WHAT YOU NEED TO DO:
Take the line with "neck with a single point, one per instance." and every line after it, through the end of the listing, and give them again exactly, pictures excluded.

_ _ _ _ _

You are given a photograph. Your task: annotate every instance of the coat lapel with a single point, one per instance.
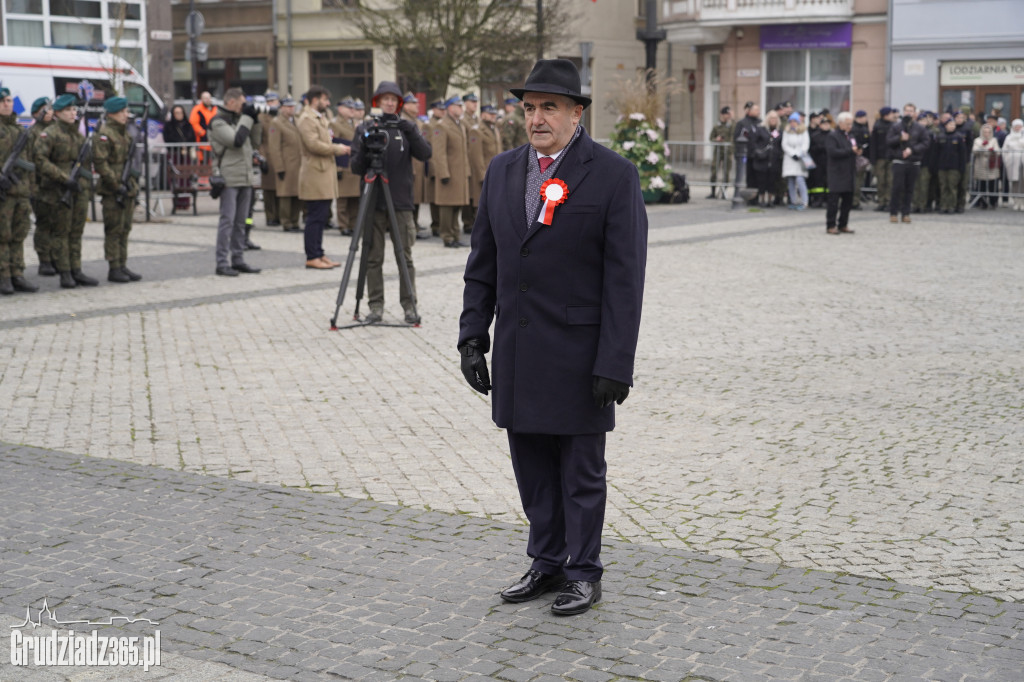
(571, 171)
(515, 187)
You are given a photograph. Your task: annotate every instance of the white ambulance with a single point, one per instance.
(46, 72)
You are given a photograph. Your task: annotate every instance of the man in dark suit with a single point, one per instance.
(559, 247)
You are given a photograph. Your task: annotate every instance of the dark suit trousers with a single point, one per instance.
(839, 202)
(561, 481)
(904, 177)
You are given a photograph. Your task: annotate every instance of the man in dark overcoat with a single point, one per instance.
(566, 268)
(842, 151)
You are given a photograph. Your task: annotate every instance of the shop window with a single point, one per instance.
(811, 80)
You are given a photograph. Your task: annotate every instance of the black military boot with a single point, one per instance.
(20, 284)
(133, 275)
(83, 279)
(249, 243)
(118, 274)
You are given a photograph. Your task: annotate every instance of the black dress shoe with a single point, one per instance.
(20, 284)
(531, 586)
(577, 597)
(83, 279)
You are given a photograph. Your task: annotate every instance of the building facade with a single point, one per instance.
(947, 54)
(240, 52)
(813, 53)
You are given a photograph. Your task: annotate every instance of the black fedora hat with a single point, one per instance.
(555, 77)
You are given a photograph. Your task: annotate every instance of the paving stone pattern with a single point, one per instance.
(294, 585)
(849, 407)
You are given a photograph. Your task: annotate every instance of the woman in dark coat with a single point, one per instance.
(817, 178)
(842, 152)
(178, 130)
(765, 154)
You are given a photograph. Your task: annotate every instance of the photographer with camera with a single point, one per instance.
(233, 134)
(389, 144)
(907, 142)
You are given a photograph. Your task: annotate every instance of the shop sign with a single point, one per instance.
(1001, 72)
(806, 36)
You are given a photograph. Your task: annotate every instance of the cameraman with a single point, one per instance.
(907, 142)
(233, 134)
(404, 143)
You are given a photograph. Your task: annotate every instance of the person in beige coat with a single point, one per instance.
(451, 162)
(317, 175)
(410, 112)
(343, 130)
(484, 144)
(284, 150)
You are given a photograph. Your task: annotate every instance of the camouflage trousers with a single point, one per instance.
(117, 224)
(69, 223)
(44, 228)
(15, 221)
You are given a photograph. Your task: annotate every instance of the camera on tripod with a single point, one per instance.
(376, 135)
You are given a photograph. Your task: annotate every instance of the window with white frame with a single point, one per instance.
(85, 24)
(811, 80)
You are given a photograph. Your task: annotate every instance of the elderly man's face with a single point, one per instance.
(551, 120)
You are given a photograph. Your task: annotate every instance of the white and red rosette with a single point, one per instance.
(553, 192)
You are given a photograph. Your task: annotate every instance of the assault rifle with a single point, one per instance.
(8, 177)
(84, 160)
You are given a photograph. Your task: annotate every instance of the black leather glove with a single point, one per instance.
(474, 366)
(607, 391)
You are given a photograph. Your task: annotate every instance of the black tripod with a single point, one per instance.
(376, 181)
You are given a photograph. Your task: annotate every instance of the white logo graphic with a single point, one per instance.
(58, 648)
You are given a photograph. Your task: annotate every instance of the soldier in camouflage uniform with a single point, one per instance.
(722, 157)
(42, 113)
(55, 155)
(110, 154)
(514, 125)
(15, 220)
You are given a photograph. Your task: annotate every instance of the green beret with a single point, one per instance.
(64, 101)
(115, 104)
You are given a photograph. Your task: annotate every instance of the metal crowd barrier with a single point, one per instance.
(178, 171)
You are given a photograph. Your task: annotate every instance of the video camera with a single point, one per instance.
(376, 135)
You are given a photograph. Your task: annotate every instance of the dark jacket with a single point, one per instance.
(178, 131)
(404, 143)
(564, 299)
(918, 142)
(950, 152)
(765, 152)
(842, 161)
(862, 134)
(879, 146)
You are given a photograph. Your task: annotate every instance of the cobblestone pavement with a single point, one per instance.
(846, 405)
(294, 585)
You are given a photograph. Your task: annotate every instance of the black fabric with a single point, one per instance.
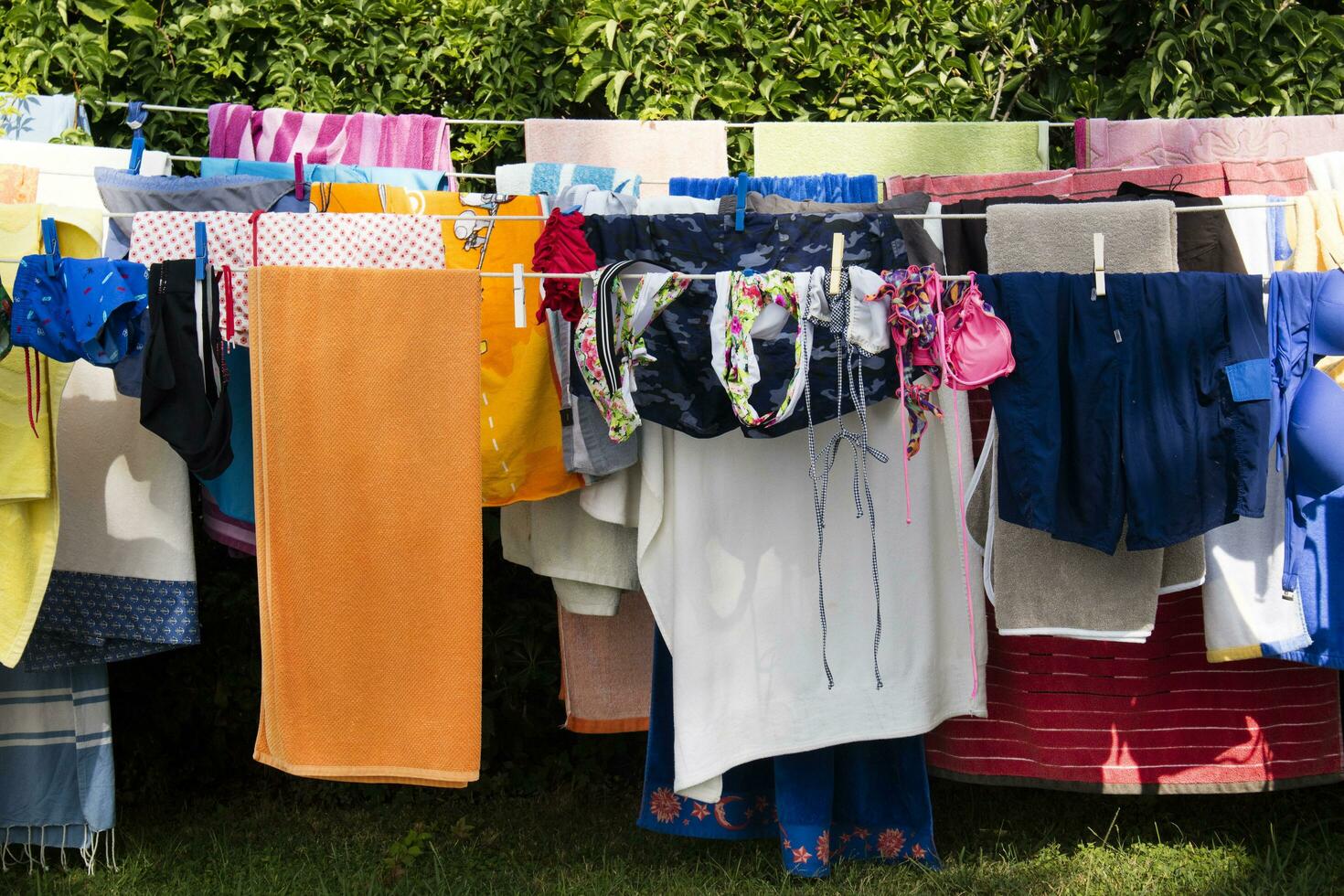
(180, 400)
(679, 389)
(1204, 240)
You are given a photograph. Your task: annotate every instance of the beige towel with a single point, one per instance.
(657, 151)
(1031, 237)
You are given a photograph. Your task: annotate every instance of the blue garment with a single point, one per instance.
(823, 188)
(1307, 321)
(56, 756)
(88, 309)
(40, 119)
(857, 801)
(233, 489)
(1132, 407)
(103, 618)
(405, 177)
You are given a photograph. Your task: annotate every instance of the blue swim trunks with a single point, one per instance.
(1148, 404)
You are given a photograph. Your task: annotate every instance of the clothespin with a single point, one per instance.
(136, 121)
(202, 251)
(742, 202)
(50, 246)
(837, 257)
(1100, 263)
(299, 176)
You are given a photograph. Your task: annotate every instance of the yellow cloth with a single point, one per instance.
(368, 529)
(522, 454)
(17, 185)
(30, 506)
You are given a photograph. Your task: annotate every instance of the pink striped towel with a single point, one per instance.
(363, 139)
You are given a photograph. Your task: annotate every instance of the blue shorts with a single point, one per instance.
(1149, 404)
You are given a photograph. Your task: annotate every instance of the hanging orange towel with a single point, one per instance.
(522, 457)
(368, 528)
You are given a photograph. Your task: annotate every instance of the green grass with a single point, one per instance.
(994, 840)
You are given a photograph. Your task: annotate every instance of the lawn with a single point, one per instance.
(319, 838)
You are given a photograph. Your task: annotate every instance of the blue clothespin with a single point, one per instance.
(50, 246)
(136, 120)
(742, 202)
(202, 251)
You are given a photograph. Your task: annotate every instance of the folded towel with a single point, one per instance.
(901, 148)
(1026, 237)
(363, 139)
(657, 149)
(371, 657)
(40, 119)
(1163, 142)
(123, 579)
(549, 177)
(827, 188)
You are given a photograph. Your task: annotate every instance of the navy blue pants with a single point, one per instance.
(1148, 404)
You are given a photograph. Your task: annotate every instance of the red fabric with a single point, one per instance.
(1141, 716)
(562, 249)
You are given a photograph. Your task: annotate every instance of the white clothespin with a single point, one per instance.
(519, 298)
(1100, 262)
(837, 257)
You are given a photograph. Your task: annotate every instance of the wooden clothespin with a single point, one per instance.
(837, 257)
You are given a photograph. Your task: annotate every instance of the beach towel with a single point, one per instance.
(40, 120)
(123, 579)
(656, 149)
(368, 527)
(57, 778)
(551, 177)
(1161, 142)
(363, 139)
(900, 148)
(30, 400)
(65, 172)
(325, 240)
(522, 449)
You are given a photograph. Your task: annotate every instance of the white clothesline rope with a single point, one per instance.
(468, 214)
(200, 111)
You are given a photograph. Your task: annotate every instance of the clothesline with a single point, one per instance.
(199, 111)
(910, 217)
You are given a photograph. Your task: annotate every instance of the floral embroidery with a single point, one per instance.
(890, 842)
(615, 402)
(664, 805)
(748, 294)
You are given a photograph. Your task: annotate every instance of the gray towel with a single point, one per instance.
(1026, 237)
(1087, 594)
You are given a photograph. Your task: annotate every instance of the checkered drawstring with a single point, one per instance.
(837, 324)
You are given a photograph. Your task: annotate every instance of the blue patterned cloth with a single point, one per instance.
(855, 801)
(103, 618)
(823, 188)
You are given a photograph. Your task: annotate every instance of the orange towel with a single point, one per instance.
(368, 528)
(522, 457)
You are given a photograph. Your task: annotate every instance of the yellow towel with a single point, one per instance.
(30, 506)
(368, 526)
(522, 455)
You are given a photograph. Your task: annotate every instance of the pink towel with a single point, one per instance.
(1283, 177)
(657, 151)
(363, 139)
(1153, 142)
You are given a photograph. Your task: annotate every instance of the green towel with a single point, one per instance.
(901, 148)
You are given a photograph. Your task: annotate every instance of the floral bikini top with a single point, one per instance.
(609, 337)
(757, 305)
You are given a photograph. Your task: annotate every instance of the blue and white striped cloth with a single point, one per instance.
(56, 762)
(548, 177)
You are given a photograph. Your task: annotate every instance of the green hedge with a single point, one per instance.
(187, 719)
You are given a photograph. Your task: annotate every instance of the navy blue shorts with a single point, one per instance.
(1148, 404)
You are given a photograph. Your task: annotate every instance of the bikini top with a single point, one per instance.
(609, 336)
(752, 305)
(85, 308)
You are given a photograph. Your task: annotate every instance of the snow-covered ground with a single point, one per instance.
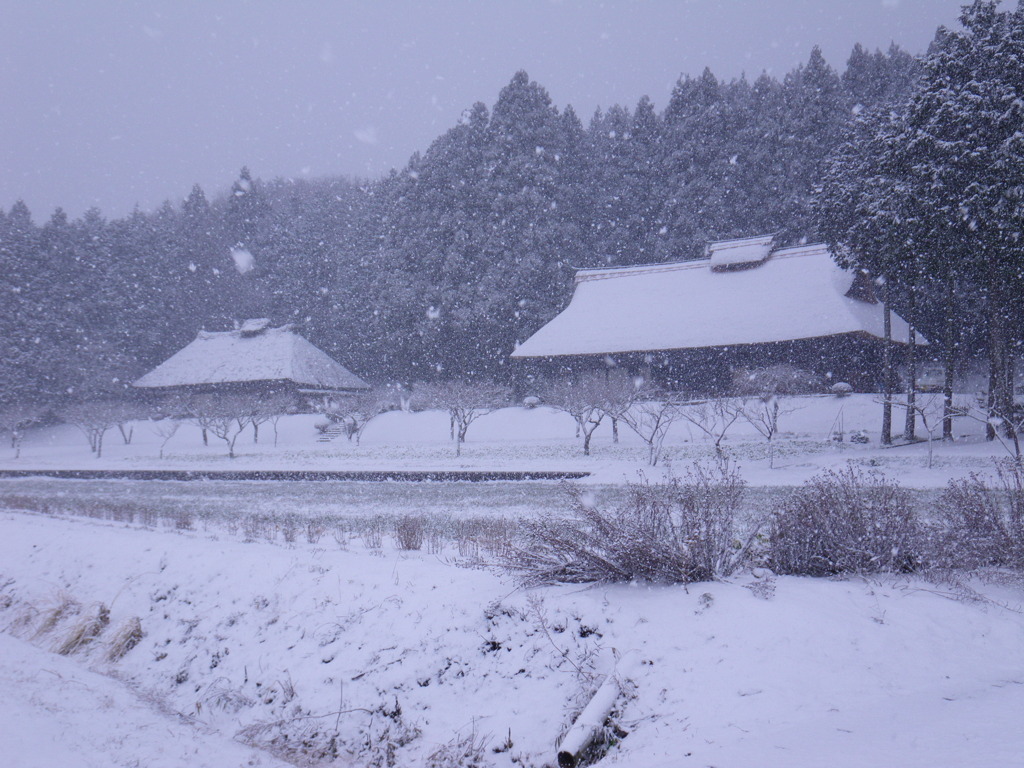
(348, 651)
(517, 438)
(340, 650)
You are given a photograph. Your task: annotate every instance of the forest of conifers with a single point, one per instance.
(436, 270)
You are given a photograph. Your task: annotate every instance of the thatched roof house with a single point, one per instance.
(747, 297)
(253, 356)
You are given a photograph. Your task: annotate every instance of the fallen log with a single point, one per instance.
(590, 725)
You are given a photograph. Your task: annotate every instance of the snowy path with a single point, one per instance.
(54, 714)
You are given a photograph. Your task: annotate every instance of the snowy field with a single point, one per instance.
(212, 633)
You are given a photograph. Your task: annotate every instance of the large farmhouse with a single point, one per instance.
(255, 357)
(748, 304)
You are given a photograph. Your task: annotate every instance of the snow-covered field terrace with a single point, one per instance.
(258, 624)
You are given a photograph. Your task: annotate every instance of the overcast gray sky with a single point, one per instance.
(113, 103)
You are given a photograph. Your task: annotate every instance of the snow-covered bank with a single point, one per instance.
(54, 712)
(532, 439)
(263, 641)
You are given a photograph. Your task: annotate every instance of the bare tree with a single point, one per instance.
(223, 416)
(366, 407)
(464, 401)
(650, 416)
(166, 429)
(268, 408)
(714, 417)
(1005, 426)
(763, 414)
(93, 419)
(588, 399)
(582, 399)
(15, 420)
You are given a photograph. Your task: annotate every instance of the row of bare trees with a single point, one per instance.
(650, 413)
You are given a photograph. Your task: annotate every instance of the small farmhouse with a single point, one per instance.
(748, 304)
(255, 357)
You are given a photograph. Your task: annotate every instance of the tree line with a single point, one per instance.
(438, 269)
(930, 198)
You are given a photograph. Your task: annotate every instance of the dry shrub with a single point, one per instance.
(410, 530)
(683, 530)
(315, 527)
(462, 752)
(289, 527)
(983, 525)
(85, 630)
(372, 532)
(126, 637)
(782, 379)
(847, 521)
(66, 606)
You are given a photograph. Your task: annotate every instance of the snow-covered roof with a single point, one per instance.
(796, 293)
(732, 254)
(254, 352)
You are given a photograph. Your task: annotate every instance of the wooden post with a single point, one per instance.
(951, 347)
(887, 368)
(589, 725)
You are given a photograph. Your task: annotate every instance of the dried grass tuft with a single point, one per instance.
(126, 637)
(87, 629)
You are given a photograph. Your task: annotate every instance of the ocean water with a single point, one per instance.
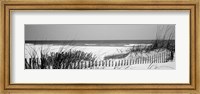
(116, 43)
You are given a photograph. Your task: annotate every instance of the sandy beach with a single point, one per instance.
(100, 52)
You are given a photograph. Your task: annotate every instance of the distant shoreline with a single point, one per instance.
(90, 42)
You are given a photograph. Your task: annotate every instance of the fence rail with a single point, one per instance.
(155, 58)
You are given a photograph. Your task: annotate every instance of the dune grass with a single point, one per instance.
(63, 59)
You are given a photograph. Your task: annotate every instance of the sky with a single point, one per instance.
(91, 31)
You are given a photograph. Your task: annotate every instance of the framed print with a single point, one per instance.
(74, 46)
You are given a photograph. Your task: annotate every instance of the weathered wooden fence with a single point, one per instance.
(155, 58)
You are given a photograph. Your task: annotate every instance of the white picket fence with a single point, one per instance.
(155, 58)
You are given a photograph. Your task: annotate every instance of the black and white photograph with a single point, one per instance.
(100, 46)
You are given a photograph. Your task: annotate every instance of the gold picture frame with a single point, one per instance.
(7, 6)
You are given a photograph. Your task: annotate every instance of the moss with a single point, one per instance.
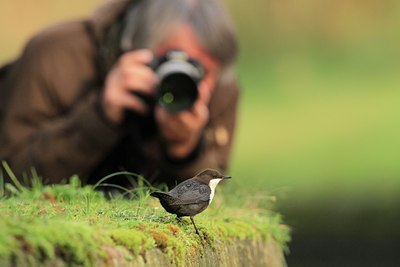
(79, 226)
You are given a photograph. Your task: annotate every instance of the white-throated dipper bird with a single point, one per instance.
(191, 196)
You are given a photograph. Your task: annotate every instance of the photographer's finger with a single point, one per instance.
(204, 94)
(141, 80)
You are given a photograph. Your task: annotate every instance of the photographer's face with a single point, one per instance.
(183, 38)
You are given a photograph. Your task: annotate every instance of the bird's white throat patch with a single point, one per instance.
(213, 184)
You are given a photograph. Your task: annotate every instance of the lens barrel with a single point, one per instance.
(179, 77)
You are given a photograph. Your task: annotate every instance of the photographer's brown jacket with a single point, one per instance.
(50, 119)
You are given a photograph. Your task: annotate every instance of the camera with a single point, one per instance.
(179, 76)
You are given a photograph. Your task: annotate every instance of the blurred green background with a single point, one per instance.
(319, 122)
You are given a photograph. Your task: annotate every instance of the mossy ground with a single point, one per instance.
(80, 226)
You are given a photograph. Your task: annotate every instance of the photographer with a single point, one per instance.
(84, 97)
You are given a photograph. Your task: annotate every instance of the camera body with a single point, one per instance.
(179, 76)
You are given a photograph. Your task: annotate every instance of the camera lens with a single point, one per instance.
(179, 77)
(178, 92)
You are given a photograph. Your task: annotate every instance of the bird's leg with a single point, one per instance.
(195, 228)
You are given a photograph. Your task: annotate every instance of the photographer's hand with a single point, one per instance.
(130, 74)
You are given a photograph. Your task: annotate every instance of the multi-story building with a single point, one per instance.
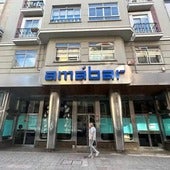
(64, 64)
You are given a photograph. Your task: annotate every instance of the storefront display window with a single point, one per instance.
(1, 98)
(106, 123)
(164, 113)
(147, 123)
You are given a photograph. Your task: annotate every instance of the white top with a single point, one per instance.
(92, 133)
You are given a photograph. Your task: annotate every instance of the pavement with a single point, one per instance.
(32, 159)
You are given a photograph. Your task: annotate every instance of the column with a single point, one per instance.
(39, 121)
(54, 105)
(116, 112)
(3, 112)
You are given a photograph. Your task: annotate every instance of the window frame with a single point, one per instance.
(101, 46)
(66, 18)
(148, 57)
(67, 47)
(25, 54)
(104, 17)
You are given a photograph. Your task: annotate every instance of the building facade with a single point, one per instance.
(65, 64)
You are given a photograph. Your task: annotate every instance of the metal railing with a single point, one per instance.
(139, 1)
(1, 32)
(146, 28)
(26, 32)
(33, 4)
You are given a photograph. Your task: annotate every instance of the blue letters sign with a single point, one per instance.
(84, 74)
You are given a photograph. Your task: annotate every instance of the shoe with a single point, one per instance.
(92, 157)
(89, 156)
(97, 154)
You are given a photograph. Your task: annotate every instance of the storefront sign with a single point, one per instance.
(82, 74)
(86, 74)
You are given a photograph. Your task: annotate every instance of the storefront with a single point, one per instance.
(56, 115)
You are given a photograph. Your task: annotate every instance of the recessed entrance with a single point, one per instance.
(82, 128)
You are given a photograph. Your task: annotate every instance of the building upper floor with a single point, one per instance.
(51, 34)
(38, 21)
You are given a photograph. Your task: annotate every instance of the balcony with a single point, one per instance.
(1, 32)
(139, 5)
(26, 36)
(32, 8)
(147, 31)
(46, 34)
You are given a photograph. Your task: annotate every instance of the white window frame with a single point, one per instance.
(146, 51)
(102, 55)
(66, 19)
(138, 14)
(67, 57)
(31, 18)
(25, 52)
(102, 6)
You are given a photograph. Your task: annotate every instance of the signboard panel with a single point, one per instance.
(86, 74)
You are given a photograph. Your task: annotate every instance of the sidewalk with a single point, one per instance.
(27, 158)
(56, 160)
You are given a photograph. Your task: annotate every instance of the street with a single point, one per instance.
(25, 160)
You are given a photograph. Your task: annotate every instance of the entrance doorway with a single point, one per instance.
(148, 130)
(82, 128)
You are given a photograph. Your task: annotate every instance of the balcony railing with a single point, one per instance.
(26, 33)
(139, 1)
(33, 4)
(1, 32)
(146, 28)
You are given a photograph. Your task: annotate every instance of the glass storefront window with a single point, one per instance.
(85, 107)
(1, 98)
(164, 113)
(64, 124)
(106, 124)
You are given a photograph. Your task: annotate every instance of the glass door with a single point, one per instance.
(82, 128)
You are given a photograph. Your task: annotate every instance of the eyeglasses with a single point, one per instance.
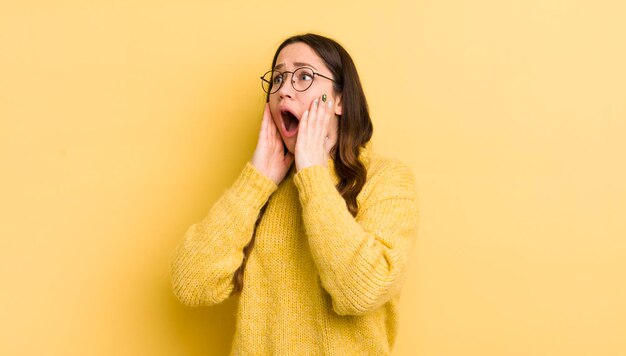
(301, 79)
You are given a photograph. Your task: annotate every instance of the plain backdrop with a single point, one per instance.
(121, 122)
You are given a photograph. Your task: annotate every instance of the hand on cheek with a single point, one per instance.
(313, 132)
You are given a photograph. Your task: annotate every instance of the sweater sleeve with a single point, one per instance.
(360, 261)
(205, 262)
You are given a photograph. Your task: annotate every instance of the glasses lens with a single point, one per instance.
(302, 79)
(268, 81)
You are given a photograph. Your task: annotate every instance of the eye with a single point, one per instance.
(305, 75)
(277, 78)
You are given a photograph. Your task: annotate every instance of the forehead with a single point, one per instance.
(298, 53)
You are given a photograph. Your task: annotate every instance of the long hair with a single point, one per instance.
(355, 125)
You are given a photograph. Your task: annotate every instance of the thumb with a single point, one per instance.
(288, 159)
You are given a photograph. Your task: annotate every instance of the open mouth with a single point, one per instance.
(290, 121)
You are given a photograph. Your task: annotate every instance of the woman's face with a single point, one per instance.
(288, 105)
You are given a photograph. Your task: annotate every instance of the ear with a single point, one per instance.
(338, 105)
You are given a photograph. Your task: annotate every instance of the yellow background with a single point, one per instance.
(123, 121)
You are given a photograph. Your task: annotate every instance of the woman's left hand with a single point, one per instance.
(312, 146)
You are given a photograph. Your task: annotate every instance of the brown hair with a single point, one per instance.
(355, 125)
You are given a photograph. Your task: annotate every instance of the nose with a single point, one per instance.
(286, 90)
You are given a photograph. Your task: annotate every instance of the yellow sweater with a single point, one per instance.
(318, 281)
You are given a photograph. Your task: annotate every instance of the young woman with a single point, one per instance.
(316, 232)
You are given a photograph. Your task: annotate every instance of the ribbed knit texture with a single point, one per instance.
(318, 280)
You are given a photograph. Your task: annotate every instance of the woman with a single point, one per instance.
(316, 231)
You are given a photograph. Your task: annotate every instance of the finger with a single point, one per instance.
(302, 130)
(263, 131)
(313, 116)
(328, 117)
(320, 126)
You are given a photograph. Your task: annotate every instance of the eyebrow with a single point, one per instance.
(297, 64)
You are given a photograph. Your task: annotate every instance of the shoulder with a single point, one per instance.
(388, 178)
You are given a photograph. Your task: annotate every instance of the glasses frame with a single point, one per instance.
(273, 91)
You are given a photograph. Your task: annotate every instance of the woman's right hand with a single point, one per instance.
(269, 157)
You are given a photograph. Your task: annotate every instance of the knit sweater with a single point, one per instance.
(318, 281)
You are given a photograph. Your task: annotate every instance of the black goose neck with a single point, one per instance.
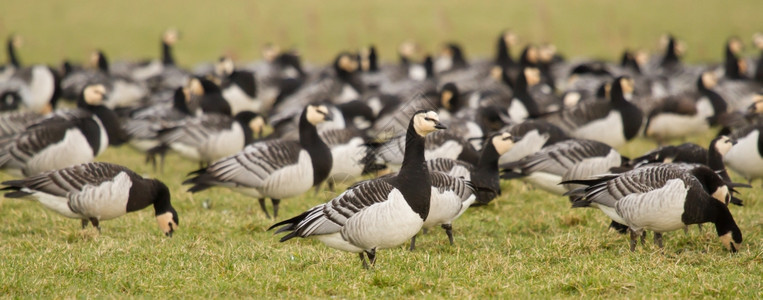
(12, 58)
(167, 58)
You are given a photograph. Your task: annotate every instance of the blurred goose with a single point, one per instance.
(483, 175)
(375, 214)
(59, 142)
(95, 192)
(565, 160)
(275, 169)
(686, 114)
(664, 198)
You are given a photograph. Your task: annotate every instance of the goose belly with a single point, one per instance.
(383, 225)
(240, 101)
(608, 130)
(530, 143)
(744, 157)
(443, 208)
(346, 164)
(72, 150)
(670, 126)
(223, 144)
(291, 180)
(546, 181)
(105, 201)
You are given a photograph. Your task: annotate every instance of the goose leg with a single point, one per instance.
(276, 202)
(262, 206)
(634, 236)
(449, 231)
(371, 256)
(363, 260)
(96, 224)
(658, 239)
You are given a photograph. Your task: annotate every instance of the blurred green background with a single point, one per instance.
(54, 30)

_ _ _ _ _

EXPECTED ANSWER:
You are given a photograph. Your task: annotate every instance of the black goose neck with a single point, one per instance.
(12, 58)
(167, 58)
You are given a photograph. Your task: annotate every instance of the blurred goose with a single point, one per instance.
(483, 175)
(375, 214)
(59, 142)
(95, 192)
(565, 160)
(275, 169)
(686, 114)
(664, 198)
You are given a photograph. Your task: annotate every instance of the goose belly with a single point, one per instance.
(383, 225)
(240, 101)
(608, 130)
(530, 143)
(744, 157)
(443, 208)
(346, 164)
(72, 150)
(670, 126)
(223, 144)
(291, 180)
(546, 181)
(105, 201)
You are given a photograph. Your task: annotate every instance of the goose leg with a single point, one per instance.
(276, 202)
(262, 206)
(634, 236)
(449, 231)
(371, 256)
(363, 260)
(96, 224)
(658, 239)
You are given a photograph. Your task: annotate every instance of the blurred green background with a single point, one per instance.
(54, 30)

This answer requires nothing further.